START Passage provided
How to Donate a Kidney

How to Donate a Kidney

4 Things You Should Know First

how to donate a kidneyDo you want to change the world and want to know how to donate a kidney?

Kidney transplant is not the last option for patients suffering from organ failure. As a matter of fact, it’s the first one on the list.

However, because of how limited the available organs for transplantation, patients are often left to reconsider their options. They undergo routine dialysis and take prescribed medications to limit damages while they wait for the right match.

Kidney donation, apparently, is more than just giving your organ out to someone. It’s a life changing process that you need to thoroughly consider first. Here are some if the things you should know:

  1. Choose the best care possible.

Your healthcare providers will play a big role in your transplant procedure. From the pre-assessment phase to your discharge and follow up, they are the people who will assist you. Because of how involved they are in the process, keep in mind to assess them and their environment first.

  1. Not everyone can be a donor and not all patients can be recipients.

Kidney donations require a strict assessment to make sure the donor is healthy and fit enough to give out one of his organs. On the same note, patients need to find the right match first before they can be permitted to receive an organ. If these two factors aren’t met and the transplant still pursues, it can lead to a lot of lethal and detrimental complications- including organ rejection or even death.

  1. Dialysis is not always good.

Undergoing hemodialysis can help control a patient’s signs and symptoms. However, the more the patient relies on hemodialysis, the lesser his chances of regaining his quality of life becomes. It can also affect his independence as he becomes more reliant on the machine.

Because of this, people are encouraged to donate as early as possible. The earlier a transplant is done, the lesser the patient becomes dependent on dialysis and medications. If you are considering being a donor, it can help if you can talk to your hospital’s transplant officer.
END Passage provided
## Tasks to complete
• 1. Summarize the kidney donation page in two sentences.
• 2. Print the part of the kidney donation page that opens with the words containing "Your healthcare providers" and closes with "not always good.".
START Data excerpts
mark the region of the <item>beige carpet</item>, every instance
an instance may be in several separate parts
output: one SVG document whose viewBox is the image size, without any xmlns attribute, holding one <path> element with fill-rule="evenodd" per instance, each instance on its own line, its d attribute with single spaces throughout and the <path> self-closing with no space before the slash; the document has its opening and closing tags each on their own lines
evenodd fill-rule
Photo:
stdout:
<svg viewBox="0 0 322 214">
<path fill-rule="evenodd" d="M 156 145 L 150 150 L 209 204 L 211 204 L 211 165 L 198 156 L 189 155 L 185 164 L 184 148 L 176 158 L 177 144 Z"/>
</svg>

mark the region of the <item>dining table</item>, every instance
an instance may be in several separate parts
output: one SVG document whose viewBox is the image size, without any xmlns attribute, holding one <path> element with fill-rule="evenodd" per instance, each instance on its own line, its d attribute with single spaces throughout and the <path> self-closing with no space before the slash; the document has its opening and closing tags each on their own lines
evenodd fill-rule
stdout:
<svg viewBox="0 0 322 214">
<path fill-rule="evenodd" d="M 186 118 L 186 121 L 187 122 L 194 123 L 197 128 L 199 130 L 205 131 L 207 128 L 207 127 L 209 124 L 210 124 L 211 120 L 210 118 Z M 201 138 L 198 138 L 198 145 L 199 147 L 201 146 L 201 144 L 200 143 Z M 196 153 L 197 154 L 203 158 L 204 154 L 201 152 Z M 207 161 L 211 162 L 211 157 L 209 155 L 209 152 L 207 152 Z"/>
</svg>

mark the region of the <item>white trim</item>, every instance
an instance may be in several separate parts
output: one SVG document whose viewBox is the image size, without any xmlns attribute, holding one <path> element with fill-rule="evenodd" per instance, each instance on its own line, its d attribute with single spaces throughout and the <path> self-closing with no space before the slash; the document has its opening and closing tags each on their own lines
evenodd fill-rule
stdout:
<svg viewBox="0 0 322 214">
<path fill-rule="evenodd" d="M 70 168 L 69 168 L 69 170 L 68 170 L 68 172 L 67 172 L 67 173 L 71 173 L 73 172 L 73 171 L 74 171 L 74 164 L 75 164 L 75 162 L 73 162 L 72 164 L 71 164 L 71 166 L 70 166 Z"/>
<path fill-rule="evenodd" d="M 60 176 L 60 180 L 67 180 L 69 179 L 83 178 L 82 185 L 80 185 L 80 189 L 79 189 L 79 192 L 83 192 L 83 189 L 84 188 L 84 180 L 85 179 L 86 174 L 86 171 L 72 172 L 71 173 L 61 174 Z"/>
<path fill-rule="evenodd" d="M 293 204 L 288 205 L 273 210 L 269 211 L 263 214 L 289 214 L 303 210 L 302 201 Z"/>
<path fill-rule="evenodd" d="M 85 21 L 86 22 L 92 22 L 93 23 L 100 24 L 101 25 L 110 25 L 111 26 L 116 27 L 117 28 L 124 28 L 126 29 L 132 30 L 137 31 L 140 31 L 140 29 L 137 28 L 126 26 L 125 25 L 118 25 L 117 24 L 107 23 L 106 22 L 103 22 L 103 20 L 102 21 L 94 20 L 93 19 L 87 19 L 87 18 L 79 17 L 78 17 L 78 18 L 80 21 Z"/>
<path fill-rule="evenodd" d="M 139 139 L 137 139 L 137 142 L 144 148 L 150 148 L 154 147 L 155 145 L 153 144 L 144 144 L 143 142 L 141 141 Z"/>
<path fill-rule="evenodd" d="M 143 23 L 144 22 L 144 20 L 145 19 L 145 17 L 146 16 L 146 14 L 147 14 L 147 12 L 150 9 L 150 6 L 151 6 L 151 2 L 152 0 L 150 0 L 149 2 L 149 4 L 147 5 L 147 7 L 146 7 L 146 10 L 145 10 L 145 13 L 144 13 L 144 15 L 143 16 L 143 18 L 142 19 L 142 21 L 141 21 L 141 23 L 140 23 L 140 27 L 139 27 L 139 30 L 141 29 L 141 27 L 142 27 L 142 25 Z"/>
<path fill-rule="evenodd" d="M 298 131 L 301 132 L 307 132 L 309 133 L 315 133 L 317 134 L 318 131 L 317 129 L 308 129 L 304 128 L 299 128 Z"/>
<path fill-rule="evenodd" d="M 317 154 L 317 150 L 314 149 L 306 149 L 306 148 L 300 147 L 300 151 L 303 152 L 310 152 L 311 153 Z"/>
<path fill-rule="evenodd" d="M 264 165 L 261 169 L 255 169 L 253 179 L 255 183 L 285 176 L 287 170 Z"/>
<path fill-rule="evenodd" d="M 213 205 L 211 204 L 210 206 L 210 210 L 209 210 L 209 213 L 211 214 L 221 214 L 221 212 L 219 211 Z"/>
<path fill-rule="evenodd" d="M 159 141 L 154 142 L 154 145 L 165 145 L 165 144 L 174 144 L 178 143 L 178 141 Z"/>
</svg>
END Data excerpts
## Exercise results
• 1. Because organs for transplant are limited, kidney patients often undergo dialysis and take medications while waiting for a match, and the page calls donation a life-changing process to consider thoroughly. It advises assessing your healthcare providers, says donors and recipients must pass strict assessment and matching to avoid complications such as organ rejection or death, and encourages early donation because reliance on dialysis reduces a patient's quality of life and independence.

• 2.
Your healthcare providers will play a big role in your transplant procedure. From the pre-assessment phase to your discharge and follow up, they are the people who will assist you. Because of how involved they are in the process, keep in mind to assess them and their environment first.

  1. Not everyone can be a donor and not all patients can be recipients.

Kidney donations require a strict assessment to make sure the donor is healthy and fit enough to give out one of his organs. On the same note, patients need to find the right match first before they can be permitted to receive an organ. If these two factors aren’t met and the transplant still pursues, it can lead to a lot of lethal and detrimental complications- including organ rejection or even death.

  1. Dialysis is not always good.